## BEGIN Quoted text

All logs (except for the install log) are stored in the main log file in the hdb directory <ROOTPATH>/log/hdb.log. The install log is located in the HarperDB application directory most likely located in your npm directory npm/harperdb/logs.

Each log message has several key components for consistent reporting of events. A log message has a format of:

<timestamp> [<level>] [<thread/id>] ...[<other tags>]: <message>

For example, a typical log entry looks like:

2023-03-09T14:25:05.269Z [notify] [main/0]: HarperDB successfully started.

The components of a log entry are:

  • timestamp - This is the date/time stamp when the event occurred

  • level - This is an associated log level that gives a rough guide to the importance and urgency of the message. The available log levels in order of least urgent (and more verbose) are: trace, debug, info, warn, error, fatal, and notify.

  • thread/id - This reports the name of the thread and the thread id, that the event was reported on. Note that NATS logs are recorded by their process name and there is no thread id for them since they are a separate process. Key threads are:

    • main - This is the thread that is responsible for managing all other threads and routes incoming requests to the other threads

    • http - These are the worker threads that handle the primary workload of incoming HTTP requests to the operations API and custom functions.

    • Clustering* - These are threads and processes that handle replication.

    • job - These are job threads that have been started to handle operations that are executed in a separate job thread.

## END Quoted text
## BEGIN Information shown

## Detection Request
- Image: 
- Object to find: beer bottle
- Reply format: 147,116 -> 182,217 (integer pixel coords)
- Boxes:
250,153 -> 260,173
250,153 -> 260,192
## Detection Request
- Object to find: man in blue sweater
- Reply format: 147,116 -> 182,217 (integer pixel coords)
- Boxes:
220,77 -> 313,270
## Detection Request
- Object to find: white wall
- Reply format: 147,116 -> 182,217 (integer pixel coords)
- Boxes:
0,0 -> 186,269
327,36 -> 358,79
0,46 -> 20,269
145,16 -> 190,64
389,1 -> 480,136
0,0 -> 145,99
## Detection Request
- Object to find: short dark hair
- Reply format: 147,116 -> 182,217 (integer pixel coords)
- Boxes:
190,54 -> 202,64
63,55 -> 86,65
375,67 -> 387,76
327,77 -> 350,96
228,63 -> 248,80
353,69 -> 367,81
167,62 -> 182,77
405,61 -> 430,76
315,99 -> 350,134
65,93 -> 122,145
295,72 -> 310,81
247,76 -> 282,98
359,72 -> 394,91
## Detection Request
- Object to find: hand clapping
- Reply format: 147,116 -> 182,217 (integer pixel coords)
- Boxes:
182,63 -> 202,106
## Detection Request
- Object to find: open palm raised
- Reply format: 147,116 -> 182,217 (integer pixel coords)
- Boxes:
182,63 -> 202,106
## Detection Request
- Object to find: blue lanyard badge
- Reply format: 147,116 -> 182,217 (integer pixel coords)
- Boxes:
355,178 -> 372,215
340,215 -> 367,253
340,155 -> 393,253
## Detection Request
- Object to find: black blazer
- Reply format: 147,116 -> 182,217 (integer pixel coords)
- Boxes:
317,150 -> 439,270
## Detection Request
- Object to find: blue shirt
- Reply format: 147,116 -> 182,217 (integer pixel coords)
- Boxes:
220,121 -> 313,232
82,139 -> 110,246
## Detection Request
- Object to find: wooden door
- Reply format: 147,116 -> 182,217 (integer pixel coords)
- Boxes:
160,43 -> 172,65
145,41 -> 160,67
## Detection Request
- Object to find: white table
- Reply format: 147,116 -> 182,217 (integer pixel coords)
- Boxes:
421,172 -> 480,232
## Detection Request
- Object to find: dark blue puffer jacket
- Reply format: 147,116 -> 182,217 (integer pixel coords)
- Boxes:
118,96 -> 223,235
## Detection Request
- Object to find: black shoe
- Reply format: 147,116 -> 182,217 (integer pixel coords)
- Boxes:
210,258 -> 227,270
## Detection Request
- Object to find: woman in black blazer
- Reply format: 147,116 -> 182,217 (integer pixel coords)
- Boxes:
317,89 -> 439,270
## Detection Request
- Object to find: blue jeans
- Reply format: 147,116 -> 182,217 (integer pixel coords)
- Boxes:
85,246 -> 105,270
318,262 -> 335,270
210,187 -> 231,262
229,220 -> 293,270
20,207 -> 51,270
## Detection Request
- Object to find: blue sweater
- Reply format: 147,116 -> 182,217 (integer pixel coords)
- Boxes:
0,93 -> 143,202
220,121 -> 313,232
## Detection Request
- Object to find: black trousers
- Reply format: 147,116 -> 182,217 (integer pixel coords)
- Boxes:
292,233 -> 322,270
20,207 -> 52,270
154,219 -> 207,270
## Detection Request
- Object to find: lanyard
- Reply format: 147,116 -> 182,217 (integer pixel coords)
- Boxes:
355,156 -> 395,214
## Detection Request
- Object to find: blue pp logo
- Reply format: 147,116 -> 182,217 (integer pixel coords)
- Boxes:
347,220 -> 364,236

## END Information shown

What you should do: Transcribe the passage on HarperDB logs word for word, starting at "All logs (except" and ending at "HarperDB successfully started.".

Task answer:
All logs (except for the install log) are stored in the main log file in the hdb directory <ROOTPATH>/log/hdb.log. The install log is located in the HarperDB application directory most likely located in your npm directory npm/harperdb/logs.

Each log message has several key components for consistent reporting of events. A log message has a format of:

<timestamp> [<level>] [<thread/id>] ...[<other tags>]: <message>

For example, a typical log entry looks like:

2023-03-09T14:25:05.269Z [notify] [main/0]: HarperDB successfully started.